#### Source excerpt
Tim Kirkman is an American screenwriter and director. 

Kirkman's feature film debut, Dear Jesse, was released theatrically by Cowboy Pictures in 1998. A documentary film about the political and personal parallels between the gay filmmaker and the notoriously anti-gay U.S. Senator Jesse Helms, Dear Jesse, made its cable television debut on HBO/Cinemax's Reel Life series and was nominated for an Emmy Award in the News/Documentary Writing category in 2000. The TV broadcast version of the film featured an interview with Matthew Shepard, a college student whose murder called attention to gay-bashing and hate crimes.
########
#### Entries
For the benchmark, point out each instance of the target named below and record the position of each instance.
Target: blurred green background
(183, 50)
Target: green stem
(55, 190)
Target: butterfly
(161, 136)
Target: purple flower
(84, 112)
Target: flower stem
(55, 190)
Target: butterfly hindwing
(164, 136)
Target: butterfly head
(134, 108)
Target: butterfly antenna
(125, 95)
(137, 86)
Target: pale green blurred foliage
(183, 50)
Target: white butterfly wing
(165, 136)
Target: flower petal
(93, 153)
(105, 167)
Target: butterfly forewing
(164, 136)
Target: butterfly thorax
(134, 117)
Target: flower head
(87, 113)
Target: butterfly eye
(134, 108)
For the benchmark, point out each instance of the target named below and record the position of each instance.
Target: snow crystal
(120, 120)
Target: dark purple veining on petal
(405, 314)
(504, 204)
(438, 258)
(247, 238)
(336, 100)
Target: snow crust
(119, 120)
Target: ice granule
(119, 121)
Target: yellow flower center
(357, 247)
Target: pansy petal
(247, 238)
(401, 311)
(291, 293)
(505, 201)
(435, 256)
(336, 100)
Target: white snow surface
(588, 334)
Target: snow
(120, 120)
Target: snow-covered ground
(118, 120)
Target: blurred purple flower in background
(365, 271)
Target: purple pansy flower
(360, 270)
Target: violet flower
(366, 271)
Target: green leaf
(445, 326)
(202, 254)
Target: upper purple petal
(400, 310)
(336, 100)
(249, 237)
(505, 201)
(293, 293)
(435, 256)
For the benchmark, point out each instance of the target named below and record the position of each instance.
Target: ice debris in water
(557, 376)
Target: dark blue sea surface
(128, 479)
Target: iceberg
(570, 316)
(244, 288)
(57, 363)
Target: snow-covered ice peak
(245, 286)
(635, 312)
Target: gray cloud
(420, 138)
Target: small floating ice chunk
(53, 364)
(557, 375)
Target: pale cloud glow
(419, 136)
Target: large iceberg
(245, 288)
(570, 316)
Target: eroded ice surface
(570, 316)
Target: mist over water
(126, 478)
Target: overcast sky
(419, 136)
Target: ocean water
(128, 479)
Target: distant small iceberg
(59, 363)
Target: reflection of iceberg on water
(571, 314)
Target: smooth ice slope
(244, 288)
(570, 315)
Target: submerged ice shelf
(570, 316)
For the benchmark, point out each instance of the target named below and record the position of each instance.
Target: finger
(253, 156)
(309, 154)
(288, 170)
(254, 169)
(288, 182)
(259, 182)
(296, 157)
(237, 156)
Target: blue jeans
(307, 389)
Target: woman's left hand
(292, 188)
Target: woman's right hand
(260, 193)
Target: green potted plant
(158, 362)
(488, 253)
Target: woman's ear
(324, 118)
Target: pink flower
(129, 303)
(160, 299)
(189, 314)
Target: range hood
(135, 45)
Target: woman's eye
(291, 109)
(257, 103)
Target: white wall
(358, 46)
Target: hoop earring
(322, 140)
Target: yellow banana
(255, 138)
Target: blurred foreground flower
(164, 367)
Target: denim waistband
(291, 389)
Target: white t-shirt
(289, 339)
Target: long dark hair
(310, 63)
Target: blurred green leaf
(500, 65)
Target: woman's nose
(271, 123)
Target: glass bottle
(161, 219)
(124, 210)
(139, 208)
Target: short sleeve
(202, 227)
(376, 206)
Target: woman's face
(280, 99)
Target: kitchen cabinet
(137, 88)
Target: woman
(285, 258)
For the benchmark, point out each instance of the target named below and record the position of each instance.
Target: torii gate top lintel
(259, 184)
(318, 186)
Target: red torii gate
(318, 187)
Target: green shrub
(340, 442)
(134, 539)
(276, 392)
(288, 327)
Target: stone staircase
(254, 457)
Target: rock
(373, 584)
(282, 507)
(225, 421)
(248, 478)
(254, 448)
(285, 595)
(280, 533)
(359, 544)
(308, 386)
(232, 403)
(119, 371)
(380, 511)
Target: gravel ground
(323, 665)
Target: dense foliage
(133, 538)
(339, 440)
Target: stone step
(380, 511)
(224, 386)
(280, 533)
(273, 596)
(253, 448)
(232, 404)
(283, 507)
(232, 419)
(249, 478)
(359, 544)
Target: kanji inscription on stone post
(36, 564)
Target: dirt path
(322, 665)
########
▸ To-do list:
a) Based on the Tim Kirkman passage, decide whether each statement is true. (i) Dear Jesse was released theatrically by Cowboy Pictures in 1998. (ii) Dear Jesse won an Emmy Award. (iii) The TV broadcast version of Dear Jesse included an interview with Matthew Shepard. Answer yes or no to each and quote the words that decide it.
b) According to the Tim Kirkman passage, on what series did Dear Jesse make its cable television debut?
c) Carry the Tim Kirkman passage forward, beginning after its final sentence.

▸ Results of the exercise:
a)
(i) Yes: "was released theatrically by Cowboy Pictures in 1998"
(ii) No: "was nominated for an Emmy Award in the News/Documentary Writing category in 2000"
(iii) Yes: "The TV broadcast version of the film featured an interview with Matthew Shepard"

b) HBO/Cinemax's Reel Life series.

c)
His second film, the performance documentary The Night Larry Kramer Kissed Me, David Drake's solo off-Broadway hit play about writer Larry Kramer, was released by FilmNext in 2000. He also directed 2nd Serve, written by James Markert and starring Josh Hopkins, Cameron Monaghan, Alexie Gilmore, Sam McMurray, Guillermo Diaz, Kevin Sussman and Dash Mihok.

Kirkman's narrative feature debut, Loggerheads, which he wrote and directed, premiered at the 2005 Sundance Film Festival where it was nominated for the Grand Jury Prize for Best Dramatic Feature and won prizes at several film festivals across the United States, including the Grand Jury Prize at Outfest. The film, which stars Tess Harper, Bonnie Hunt, Michael Kelly, Michael Learned, Kip Pardue, Chris Sarandon and Robin Weigert, was released by Strand Releasing in October 2005.

Kirkman most recent film, Lazy Eye, which he wrote, directed, and produced (with Todd Shotz) was released in 2016 and starts Lucas Near-Verbrugghe, Aaron Costa Ganis and Michaela Watkins.

Filmography

Dear Jesse (1998) - Writer/director (documentary)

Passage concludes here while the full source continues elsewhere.